> [Work order]: Would you print the material exactly, starting at its first line and ending at the line holding "Task: point to every instance of the carved figure"?

BEGIN Provided information

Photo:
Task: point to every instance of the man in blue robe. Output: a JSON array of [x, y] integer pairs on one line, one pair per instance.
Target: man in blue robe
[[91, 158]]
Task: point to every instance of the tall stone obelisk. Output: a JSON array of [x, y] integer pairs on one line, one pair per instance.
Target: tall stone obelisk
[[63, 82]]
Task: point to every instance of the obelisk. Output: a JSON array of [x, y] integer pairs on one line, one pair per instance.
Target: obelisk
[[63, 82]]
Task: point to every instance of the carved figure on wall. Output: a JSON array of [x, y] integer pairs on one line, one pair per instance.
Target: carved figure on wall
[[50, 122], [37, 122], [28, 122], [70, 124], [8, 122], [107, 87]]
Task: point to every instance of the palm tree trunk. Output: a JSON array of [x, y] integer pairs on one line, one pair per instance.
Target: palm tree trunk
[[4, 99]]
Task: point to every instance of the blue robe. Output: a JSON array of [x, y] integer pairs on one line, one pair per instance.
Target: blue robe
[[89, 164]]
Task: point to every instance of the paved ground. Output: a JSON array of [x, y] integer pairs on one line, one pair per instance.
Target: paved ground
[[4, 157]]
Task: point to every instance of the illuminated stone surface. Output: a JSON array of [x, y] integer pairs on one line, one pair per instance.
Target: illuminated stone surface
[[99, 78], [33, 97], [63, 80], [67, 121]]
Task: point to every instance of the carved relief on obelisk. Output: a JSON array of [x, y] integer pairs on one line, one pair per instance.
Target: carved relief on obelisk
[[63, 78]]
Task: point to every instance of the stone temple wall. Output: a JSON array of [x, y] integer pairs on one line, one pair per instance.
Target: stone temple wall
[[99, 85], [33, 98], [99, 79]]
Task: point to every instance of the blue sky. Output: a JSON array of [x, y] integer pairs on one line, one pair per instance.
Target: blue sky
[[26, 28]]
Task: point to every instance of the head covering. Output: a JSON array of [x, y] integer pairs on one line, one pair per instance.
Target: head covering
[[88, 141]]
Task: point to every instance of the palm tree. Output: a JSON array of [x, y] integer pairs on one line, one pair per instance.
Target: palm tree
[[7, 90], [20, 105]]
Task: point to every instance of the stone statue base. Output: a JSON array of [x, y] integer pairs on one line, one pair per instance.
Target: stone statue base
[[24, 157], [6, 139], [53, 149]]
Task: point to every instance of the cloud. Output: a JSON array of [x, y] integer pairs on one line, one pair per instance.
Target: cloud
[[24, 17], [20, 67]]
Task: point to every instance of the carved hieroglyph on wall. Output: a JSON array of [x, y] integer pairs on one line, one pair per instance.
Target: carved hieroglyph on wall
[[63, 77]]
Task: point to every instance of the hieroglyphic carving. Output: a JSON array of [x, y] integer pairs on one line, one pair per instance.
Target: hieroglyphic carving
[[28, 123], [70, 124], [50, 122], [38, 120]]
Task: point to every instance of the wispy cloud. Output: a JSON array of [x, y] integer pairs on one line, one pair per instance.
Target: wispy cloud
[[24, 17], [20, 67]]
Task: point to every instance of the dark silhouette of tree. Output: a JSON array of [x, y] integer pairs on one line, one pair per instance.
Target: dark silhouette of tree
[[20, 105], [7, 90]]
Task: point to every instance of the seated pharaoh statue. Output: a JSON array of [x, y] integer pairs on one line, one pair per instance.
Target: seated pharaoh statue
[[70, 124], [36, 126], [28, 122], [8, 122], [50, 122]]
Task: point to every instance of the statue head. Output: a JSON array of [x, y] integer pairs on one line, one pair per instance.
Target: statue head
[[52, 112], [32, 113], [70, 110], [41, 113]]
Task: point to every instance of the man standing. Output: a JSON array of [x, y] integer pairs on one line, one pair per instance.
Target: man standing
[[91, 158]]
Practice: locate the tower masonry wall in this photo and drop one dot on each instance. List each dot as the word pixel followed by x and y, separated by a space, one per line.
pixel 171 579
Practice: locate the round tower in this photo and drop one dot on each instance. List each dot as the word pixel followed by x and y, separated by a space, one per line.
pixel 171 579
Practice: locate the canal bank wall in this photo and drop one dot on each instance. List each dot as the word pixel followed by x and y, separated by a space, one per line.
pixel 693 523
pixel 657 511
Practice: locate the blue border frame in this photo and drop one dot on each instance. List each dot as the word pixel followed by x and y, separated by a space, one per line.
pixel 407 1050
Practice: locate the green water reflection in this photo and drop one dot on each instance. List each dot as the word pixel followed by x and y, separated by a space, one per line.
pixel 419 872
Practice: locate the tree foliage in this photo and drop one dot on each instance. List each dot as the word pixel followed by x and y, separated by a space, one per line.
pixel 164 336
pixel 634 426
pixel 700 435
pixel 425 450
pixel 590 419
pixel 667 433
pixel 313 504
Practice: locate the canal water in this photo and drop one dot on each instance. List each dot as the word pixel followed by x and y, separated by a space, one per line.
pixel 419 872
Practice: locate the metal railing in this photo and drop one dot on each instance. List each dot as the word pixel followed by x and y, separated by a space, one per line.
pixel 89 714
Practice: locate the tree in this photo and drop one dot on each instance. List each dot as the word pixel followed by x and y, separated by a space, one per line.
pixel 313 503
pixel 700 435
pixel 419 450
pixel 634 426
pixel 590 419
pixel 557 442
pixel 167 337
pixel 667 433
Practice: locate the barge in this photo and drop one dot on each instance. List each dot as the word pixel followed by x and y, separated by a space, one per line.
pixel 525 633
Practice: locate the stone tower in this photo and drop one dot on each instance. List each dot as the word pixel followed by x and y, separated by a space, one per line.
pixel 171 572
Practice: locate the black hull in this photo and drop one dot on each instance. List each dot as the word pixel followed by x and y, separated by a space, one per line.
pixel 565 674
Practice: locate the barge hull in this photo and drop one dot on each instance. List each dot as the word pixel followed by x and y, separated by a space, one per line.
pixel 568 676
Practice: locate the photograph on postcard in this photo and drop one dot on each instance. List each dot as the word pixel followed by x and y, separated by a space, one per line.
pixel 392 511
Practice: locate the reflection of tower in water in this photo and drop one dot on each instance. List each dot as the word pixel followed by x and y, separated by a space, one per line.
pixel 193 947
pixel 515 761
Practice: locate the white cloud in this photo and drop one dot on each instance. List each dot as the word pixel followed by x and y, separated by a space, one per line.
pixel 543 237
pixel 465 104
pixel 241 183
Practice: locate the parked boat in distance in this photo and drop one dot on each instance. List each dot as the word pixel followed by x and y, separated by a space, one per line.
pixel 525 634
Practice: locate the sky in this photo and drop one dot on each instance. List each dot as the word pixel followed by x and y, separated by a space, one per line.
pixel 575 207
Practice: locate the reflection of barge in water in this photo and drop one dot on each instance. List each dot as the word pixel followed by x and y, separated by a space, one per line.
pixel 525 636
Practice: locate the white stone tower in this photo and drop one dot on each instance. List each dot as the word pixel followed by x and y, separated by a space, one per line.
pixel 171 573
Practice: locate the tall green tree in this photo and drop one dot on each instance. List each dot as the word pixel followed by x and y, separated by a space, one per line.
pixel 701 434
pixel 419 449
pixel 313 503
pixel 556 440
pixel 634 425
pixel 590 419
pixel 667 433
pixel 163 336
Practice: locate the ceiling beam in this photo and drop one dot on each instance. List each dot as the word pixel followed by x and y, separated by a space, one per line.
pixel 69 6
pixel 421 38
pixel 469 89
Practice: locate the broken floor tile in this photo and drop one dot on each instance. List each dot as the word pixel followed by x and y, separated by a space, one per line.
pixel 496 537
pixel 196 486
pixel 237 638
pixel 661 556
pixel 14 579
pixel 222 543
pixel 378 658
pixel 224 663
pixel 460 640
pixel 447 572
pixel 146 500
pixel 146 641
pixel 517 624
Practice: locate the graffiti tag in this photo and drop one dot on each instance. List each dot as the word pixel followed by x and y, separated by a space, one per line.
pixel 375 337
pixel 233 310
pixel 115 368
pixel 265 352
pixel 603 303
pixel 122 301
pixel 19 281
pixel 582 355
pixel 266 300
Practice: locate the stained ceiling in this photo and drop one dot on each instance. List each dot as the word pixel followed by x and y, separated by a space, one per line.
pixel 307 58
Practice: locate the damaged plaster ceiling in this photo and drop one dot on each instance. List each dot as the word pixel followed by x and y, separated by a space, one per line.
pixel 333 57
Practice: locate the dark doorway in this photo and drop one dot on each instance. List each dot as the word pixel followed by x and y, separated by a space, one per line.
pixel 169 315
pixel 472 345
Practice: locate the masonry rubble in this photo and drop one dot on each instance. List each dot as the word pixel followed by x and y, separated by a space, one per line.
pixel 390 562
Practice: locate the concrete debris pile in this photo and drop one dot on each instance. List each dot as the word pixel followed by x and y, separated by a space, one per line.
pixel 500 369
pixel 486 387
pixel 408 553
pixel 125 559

END Provided information

> [Finished exercise]:
Photo:
Task: point to every instance of the man in blue robe. Output: a JSON array of [x, y] integer pairs on one line, one pair per instance.
Target: man in blue robe
[[91, 158]]
Task: point to every instance of the tall stone obelisk. Output: a JSON array of [x, y] integer pairs on one line, one pair per instance.
Target: tall stone obelisk
[[63, 82]]
Task: point to every instance of the obelisk. Output: a JSON array of [x, y] integer pairs on one line, one pair per instance.
Target: obelisk
[[63, 82]]
Task: point to every instance of the carved figure on wall. Output: a JSON array of [x, y] integer pairs on one line, one pair per instance.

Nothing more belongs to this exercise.